» Exercise instructions:
Copy the rows below word for word, starting with the line that contains "Would you kindly put a point on the snow surface" and ending with the last row.

» Data for this exercise:
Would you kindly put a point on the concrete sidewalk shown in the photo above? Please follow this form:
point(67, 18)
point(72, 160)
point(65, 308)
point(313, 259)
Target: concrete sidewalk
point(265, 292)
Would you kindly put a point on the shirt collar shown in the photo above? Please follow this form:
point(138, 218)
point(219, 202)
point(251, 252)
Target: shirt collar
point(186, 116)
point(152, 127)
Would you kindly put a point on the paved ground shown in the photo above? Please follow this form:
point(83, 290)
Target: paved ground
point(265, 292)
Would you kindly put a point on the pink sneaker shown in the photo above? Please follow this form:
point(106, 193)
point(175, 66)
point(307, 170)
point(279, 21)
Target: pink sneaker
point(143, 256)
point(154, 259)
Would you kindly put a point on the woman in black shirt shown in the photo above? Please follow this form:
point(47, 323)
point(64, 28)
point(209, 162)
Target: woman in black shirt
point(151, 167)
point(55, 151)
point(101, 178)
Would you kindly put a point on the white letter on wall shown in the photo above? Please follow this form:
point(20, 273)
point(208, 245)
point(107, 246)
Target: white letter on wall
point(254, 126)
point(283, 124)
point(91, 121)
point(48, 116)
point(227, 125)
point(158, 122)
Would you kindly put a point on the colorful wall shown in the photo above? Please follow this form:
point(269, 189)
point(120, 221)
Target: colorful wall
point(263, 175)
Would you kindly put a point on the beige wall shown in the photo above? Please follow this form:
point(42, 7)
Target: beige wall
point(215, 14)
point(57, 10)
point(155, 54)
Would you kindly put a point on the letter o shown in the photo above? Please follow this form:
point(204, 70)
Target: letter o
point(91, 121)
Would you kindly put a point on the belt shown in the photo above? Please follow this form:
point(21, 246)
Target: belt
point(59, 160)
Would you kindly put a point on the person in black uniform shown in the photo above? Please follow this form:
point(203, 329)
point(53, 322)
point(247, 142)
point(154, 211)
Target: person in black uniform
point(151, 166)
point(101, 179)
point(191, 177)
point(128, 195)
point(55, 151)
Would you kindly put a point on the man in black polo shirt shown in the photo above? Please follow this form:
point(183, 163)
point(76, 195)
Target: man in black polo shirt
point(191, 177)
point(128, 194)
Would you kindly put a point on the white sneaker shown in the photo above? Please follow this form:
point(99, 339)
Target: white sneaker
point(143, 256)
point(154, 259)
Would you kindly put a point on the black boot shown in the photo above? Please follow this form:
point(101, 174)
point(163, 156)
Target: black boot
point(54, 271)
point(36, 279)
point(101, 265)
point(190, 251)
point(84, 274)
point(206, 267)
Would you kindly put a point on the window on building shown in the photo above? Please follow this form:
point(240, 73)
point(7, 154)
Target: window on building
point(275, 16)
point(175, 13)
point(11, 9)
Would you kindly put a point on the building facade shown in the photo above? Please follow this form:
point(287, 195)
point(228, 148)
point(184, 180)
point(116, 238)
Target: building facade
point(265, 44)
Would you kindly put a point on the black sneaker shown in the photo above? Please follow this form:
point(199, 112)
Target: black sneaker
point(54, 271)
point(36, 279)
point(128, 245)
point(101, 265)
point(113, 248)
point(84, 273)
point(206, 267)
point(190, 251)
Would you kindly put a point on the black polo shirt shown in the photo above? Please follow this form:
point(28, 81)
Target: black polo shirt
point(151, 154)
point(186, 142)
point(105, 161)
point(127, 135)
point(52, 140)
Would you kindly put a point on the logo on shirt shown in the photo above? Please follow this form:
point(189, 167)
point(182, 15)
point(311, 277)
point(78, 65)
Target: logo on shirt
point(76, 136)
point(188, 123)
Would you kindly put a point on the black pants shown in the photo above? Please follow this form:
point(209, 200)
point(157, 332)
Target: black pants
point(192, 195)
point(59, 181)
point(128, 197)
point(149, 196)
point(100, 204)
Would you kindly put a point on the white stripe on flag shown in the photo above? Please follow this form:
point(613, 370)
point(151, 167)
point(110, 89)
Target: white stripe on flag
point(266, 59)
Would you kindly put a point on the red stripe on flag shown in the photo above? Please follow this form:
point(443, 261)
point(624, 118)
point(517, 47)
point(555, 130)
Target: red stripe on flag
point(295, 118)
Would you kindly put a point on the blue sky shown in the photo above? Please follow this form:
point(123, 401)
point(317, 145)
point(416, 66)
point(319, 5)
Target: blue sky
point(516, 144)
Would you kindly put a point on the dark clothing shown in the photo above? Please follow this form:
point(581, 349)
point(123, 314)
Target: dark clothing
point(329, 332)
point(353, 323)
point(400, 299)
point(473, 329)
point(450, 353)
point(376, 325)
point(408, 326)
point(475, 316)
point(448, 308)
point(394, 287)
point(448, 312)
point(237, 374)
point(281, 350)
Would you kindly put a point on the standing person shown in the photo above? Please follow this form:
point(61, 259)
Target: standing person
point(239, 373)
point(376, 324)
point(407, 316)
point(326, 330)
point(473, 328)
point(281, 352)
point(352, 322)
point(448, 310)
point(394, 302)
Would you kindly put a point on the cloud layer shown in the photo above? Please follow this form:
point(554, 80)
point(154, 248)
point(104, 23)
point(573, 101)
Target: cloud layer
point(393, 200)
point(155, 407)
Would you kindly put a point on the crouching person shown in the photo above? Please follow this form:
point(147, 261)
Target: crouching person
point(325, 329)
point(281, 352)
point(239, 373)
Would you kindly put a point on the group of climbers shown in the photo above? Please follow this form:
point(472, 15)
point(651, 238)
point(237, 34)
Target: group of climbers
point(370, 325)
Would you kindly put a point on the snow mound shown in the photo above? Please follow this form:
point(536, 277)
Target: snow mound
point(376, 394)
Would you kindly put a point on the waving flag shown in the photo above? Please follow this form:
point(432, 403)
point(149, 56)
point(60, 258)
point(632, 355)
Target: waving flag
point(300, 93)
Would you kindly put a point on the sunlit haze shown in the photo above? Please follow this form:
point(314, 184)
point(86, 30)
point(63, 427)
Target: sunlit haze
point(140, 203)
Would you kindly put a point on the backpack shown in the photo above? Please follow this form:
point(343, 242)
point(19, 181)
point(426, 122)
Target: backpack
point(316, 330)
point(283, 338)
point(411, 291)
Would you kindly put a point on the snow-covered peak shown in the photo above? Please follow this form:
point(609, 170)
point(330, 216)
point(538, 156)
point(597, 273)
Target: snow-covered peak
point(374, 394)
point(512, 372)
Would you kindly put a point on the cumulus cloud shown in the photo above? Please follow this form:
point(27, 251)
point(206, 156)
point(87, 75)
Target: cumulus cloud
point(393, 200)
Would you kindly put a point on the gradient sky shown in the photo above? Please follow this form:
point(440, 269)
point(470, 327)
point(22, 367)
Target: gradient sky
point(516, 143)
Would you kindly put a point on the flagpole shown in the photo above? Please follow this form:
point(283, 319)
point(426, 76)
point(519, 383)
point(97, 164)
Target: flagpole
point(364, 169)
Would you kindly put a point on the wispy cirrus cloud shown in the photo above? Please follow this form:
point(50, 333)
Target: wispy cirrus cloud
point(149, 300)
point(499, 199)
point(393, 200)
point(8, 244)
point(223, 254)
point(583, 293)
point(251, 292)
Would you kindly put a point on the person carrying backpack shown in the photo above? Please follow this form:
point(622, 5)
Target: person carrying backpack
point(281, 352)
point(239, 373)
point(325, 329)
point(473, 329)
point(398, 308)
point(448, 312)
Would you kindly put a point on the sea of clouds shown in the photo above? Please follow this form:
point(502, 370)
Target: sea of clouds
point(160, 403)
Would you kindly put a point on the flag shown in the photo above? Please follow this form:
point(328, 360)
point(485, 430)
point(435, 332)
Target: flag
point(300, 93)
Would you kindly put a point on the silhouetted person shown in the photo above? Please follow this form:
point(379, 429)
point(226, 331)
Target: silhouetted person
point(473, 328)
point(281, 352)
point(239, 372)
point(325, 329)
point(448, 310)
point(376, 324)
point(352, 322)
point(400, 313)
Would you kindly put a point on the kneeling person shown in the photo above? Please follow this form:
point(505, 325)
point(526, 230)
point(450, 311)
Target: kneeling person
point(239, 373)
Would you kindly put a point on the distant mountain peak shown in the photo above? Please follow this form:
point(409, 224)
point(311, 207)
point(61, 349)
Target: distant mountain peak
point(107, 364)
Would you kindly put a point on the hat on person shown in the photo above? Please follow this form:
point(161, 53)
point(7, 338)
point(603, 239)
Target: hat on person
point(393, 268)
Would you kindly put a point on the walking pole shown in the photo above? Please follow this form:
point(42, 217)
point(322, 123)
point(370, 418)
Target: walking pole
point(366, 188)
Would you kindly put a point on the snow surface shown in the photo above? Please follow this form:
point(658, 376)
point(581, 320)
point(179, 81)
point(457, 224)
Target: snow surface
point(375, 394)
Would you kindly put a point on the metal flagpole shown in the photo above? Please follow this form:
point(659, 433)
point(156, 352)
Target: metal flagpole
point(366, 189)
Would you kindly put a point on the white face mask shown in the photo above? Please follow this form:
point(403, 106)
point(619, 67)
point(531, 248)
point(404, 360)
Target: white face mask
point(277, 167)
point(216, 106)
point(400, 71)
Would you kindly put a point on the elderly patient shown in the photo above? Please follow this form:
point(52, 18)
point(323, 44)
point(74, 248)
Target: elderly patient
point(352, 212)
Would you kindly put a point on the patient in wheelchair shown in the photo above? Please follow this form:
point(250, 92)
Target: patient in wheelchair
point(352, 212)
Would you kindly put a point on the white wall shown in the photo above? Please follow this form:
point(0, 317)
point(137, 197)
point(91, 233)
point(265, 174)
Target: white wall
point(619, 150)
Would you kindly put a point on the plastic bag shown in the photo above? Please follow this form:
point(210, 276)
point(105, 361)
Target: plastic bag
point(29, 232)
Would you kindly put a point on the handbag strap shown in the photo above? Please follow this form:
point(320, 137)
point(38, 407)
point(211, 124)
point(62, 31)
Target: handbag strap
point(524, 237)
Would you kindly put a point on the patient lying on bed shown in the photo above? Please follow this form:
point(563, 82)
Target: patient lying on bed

» Expected output:
Would you kindly put a point on the snow surface shown in the photo above? Please follow this form:
point(658, 376)
point(581, 320)
point(179, 81)
point(457, 224)
Target: snow surface
point(375, 394)
Would you kindly put a point on the metal flagpole shown in the photo above? Please follow this form:
point(659, 433)
point(156, 352)
Target: metal flagpole
point(366, 189)
Would you kindly put a point on the white face mask shown in the photo above? Please follow this form:
point(403, 106)
point(619, 67)
point(531, 248)
point(404, 360)
Target: white face mask
point(277, 167)
point(216, 106)
point(400, 71)
Would you kindly put a point on the elderly patient shown in the photo above? Please follow this form:
point(52, 18)
point(323, 44)
point(74, 248)
Target: elderly patient
point(352, 212)
Would you kindly put a point on the patient in wheelchair shown in the photo above? Please follow this form:
point(250, 92)
Target: patient in wheelchair
point(352, 212)
Would you kindly put a point on the white wall shown in the photo above? Please follow this form:
point(0, 317)
point(137, 197)
point(91, 233)
point(265, 174)
Target: white wall
point(619, 150)
Would you kindly put a point on the plastic bag shown in the photo above? Please follow this form:
point(210, 276)
point(105, 361)
Target: plastic bag
point(29, 232)
Would you kindly put a point on the handbag strap shown in the photo above? Please follow this form:
point(320, 137)
point(38, 407)
point(211, 124)
point(62, 31)
Target: handbag strap
point(524, 237)
Would you kindly put a point on the patient lying on bed shown in the photo above? Please follow this form:
point(563, 82)
Target: patient lying on bed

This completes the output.